● Data supplied:
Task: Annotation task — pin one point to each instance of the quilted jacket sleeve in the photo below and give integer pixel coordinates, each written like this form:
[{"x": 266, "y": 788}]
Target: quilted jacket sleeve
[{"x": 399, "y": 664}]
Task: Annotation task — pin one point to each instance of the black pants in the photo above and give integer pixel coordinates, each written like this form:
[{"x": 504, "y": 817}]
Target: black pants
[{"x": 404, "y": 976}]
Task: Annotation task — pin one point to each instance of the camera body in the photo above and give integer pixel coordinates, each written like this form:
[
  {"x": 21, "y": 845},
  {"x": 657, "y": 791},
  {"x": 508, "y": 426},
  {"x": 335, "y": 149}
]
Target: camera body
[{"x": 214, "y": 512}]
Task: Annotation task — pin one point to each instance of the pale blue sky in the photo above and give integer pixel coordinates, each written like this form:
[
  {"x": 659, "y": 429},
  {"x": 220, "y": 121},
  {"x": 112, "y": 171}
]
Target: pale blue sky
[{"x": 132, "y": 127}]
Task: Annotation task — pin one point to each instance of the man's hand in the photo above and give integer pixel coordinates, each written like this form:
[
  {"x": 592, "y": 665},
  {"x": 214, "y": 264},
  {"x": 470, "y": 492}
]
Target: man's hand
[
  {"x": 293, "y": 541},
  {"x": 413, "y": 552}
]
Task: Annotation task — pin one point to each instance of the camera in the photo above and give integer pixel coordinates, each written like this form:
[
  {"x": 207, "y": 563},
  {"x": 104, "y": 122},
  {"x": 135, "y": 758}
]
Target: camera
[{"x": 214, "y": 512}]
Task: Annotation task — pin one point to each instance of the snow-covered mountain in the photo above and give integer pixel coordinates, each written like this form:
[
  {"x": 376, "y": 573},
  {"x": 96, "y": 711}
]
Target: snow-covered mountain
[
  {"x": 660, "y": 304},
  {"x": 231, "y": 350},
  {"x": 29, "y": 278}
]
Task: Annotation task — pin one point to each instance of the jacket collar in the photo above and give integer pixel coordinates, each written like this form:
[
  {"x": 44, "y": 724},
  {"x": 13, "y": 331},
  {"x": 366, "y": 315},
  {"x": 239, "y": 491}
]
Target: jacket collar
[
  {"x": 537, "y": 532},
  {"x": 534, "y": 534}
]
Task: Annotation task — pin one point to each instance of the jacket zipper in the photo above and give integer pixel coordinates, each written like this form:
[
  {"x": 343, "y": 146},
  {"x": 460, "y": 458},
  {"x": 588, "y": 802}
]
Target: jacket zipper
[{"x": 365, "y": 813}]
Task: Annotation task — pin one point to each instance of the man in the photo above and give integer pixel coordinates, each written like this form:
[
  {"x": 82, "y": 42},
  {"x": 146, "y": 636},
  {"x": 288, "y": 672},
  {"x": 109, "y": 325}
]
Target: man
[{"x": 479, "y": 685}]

● Short exercise:
Rewrite all of the lines above, changing every "integer pixel coordinates" to "whole-number pixel coordinates" and leaving everything else as it is.

● Result:
Task: Annotation task — pin one point to each instance of the quilted jacket sleeve in the photo below and give whole-number pixel coordinates, each written like this form:
[{"x": 266, "y": 788}]
Target: quilted jacket sleeve
[{"x": 399, "y": 664}]
Task: Annotation task — pin one point to each instance of the black pants in the photo above and give whole-number pixel coordinates, each written like this form:
[{"x": 504, "y": 817}]
Target: black pants
[{"x": 404, "y": 976}]
Task: Annotation task — pin one point to each instance of the camera body in the photo above and give whole-number pixel coordinates, each written like this form:
[
  {"x": 21, "y": 845},
  {"x": 657, "y": 791},
  {"x": 508, "y": 426},
  {"x": 335, "y": 149}
]
Target: camera body
[{"x": 214, "y": 512}]
Task: Annotation task — pin one point to each instance of the pale blue sky in the photo above and give whole-number pixel coordinates, each written like this form:
[
  {"x": 659, "y": 429},
  {"x": 220, "y": 121},
  {"x": 112, "y": 171}
]
Target: pale blue sky
[{"x": 132, "y": 127}]
Task: Annotation task — pin one point to each instance of the man's hand in the photo above and give whole-number pixel coordinates, each written like this form:
[
  {"x": 592, "y": 665},
  {"x": 214, "y": 264},
  {"x": 470, "y": 492}
]
Target: man's hand
[
  {"x": 293, "y": 541},
  {"x": 413, "y": 552}
]
Task: Annotation task — pin one point to each instance of the camera in the photo above and give whole-number pixel coordinates, each written like this form:
[
  {"x": 207, "y": 563},
  {"x": 104, "y": 122},
  {"x": 135, "y": 758}
]
Target: camera
[{"x": 214, "y": 512}]
Task: Annotation task — pin one point to each instance of the snow-covered mountain in the photo above and give whole-number pixel coordinates, each written like this form:
[
  {"x": 376, "y": 573},
  {"x": 96, "y": 711}
]
Target: snow-covered mountain
[
  {"x": 660, "y": 304},
  {"x": 231, "y": 350},
  {"x": 29, "y": 278}
]
Task: Annotation task — pin one point to each instance of the jacket collar in the photo above and give whole-number pixel coordinates, each written like this form:
[
  {"x": 44, "y": 724},
  {"x": 13, "y": 331},
  {"x": 366, "y": 315},
  {"x": 239, "y": 491}
]
Target: jacket collar
[
  {"x": 537, "y": 532},
  {"x": 534, "y": 534}
]
Task: Annotation task — pin one point to each instance of the jacket zipper in the photo above and give whole-number pixel coordinates, each written like this form:
[
  {"x": 343, "y": 146},
  {"x": 460, "y": 458},
  {"x": 588, "y": 802}
]
Target: jacket zipper
[{"x": 365, "y": 813}]
Task: Annotation task — pin one point to each instance of the man in the photo above and give whole-number pixel coordinates, each written like this form:
[
  {"x": 82, "y": 42},
  {"x": 146, "y": 636},
  {"x": 288, "y": 672},
  {"x": 109, "y": 325}
]
Target: man
[{"x": 479, "y": 685}]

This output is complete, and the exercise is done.